Written exercise ->
From the records below, filter out and copy every line that contains the string "window", treating uppercase and lowercase as different.

[Data drawn from a collection]
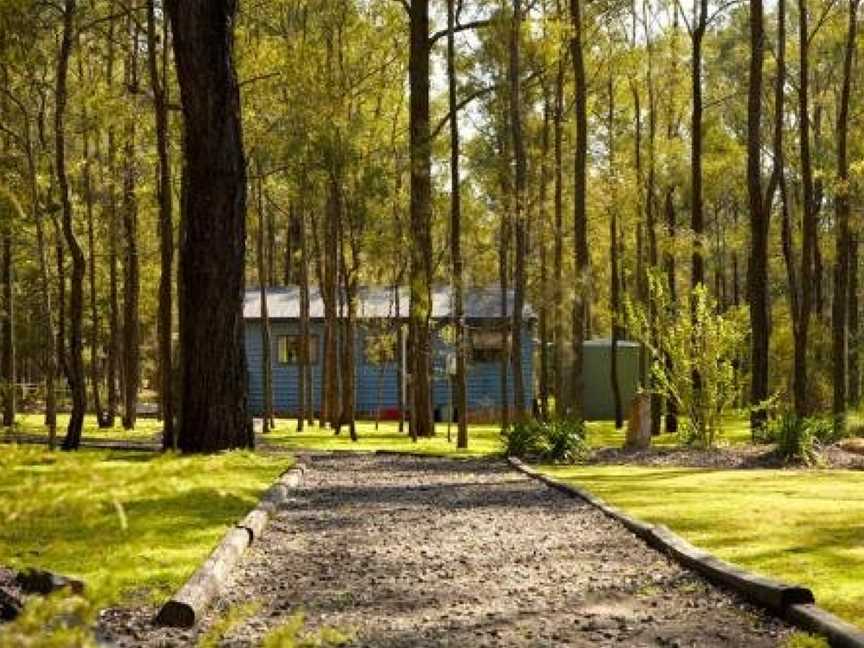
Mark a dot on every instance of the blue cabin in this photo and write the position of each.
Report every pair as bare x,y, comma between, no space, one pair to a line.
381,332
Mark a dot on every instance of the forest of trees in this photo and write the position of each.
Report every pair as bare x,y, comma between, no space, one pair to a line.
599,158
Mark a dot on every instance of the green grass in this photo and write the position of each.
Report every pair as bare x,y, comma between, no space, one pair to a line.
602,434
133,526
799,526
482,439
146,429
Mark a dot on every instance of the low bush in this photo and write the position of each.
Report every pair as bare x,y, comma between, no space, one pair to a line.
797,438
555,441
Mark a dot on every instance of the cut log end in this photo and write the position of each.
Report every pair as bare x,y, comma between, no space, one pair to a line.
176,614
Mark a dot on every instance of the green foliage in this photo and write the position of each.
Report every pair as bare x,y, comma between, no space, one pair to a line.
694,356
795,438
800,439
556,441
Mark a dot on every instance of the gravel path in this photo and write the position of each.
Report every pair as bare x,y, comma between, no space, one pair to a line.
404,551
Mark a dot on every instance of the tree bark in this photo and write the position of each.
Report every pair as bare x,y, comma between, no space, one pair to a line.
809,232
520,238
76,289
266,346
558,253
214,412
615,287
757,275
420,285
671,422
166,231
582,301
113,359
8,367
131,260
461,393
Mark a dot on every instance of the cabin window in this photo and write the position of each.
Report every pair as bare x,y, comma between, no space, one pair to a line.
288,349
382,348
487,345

...

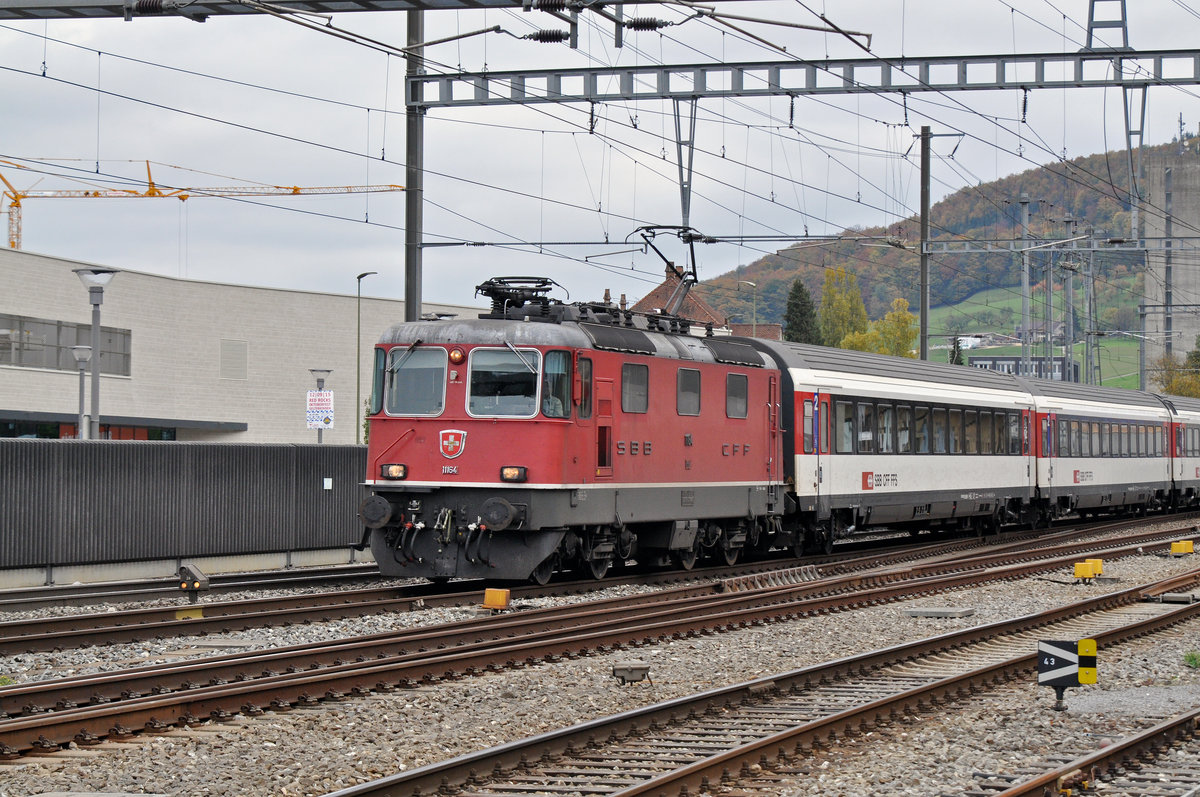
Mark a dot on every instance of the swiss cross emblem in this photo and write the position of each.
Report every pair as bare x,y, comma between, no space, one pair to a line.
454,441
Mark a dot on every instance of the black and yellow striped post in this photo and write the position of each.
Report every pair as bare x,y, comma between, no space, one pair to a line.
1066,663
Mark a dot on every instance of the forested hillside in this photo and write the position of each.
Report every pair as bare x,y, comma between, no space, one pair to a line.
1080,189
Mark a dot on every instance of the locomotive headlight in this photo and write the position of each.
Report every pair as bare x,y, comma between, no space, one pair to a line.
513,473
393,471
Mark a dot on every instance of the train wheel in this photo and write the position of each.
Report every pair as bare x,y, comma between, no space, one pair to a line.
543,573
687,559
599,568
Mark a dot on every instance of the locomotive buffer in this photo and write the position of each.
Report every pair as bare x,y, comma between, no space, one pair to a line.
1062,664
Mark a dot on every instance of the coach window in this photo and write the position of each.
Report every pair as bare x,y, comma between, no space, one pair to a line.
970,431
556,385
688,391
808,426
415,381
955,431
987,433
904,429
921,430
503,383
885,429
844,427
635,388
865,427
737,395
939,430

Problem solution ->
Mark a dot on every instance of the cabin window in this photo and write the position of each.
Mark a dot on every instance of the coach window in this photo and write the position of each.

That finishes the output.